Может ли нас удовлетворить это определение?
Нет. И вот почему.
Является ли необычной такая вещь, как подводная лодка? То есть, конечно, не у каждого в собственности есть личный батискаф, но у всех стран, имеющих какие-то приличные выходы к морю, на вооружении состоит сколько-то подлодок. Мы все привыкли к этому, это обыденная реалия нашей жизни. Но это отнюдь не делает роман Ж. Верна «80 000 лье под водой» реалистическим. Равно как не стала реалистической, например, книга Брэдбери «451° по Фаренгейту», хотя все элементы необычного, описанные в ней, давно стали реальностью.
С другой стороны, подводная лодка, которая в степях Украины погибает в неравном воздушном бою, согласитесь, вещь куда как необычная. Тогда будет ли фантастическим текст, который задействует эту самую подводную лодку в воздушном бою как образ? Посмотрим:
Является ли эта песня фантастической? Нет. Эта лодка — сложный металогичный образ, а не просто какой-то там элемент необычного.
Так что, сводя фантастику как художественный метод к введению необычного, мы не разрешаем вопроса, а только приумножаем недоразумения. Введение элемента необычного как жанрообразующий элемент присуще некоторым литературным жанрам — сказке, притче, агиографии, аллегорической прозе, памфлету. Так, роман В. Войновича «Москва 2042» по всем формальным признакам является фантастическим, но издательские флагманы не спешат его печатать в сериях научной фантастики, и правильно: это политический памфлет. А уж введение необычного как поэтического элемента, не образующего жанровых черт, — нам трудно будет назвать род и вид литературы, который обходится без этого.
Однако если мы зададим себе вопрос: а есть ли несомненный литературный жанр, в котором введение элемента необычного является жанрообразующей чертой? Мы очень быстро ответим на этот вопрос: да, есть — это сказка, в некотором роде — старшая сестра фантастики.
---
• ЗАДАНИЕ 1
К какому жанру фрагмент текста относит роман В. Войновича «Москва 2042»?
• ЗАДАНИЕ 2
Выведите из фрагмента текста отрывок, начиная со слов «С другой стороны, подводная» и заканчивая словами «там элемент необычного.».

• ЗАПИСИ НАБОРА ДАННЫХ
---
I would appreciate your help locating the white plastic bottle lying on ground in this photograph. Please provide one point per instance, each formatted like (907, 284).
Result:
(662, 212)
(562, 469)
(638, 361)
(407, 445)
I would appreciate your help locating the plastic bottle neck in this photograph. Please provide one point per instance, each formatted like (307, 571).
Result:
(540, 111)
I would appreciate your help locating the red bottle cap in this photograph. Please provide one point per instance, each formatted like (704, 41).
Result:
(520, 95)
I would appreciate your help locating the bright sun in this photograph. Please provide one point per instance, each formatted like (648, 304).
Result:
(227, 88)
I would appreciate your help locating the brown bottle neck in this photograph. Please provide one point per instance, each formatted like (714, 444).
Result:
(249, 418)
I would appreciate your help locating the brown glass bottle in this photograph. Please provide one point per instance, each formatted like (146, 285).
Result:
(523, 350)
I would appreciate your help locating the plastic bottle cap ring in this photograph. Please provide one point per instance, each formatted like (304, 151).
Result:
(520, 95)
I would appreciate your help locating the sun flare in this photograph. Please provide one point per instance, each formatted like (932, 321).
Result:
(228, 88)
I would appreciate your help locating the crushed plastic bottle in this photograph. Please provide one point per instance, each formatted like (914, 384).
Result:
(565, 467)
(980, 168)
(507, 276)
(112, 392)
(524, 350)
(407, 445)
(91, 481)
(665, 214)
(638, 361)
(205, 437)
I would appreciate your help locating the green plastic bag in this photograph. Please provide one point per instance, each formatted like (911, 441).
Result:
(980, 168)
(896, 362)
---
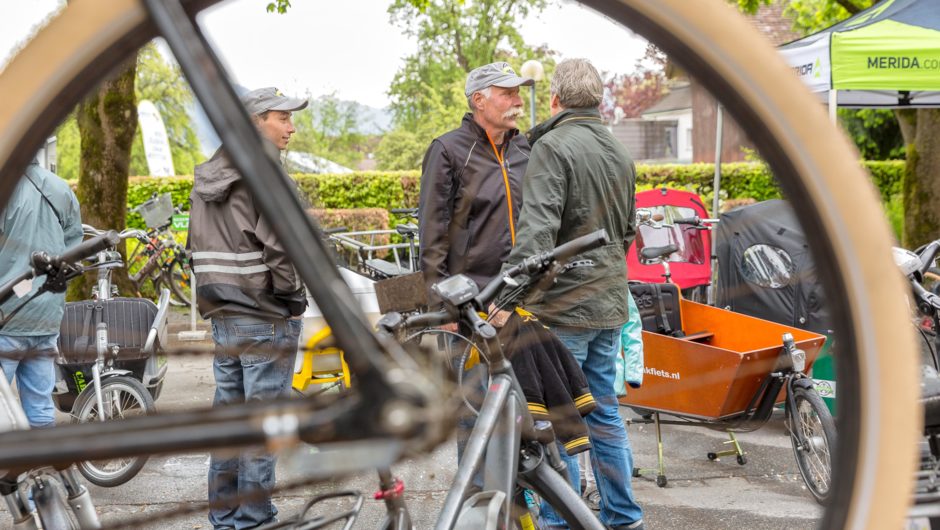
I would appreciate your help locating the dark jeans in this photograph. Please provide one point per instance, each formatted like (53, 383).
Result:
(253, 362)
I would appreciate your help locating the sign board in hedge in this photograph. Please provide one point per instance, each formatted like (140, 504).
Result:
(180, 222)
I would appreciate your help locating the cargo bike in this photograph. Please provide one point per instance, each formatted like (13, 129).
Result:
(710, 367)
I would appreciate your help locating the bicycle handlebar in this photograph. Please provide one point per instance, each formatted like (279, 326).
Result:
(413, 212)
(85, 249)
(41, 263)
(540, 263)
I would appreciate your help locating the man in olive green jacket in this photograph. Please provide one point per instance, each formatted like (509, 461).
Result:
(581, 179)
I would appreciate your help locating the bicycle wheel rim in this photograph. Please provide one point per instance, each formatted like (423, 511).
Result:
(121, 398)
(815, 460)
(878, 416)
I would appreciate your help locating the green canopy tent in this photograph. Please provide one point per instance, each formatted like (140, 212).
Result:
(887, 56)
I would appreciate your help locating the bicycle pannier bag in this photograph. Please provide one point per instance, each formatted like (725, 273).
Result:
---
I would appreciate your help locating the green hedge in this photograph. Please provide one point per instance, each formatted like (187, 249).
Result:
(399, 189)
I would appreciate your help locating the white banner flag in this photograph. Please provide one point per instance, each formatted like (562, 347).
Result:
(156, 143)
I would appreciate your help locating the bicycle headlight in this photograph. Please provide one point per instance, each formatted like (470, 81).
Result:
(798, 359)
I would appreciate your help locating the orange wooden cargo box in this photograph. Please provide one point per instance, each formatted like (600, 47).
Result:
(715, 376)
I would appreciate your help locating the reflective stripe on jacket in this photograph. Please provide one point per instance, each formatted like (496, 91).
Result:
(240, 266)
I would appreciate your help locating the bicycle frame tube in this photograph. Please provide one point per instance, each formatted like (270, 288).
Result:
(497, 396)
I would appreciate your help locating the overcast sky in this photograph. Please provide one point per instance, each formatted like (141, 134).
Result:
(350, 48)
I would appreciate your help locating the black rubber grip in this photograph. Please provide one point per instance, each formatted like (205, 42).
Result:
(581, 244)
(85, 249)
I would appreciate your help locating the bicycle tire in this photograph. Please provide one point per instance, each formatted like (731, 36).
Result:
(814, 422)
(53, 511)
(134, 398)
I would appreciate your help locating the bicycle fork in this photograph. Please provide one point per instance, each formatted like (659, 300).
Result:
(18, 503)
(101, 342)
---
• ОТВЕТ 1
Это политический памфлет.

• ОТВЕТ 2
С другой стороны, подводная лодка, которая в степях Украины погибает в неравном воздушном бою, согласитесь, вещь куда как необычная. Тогда будет ли фантастическим текст, который задействует эту самую подводную лодку в воздушном бою как образ? Посмотрим:
Является ли эта песня фантастической? Нет. Эта лодка — сложный металогичный образ, а не просто какой-то там элемент необычного.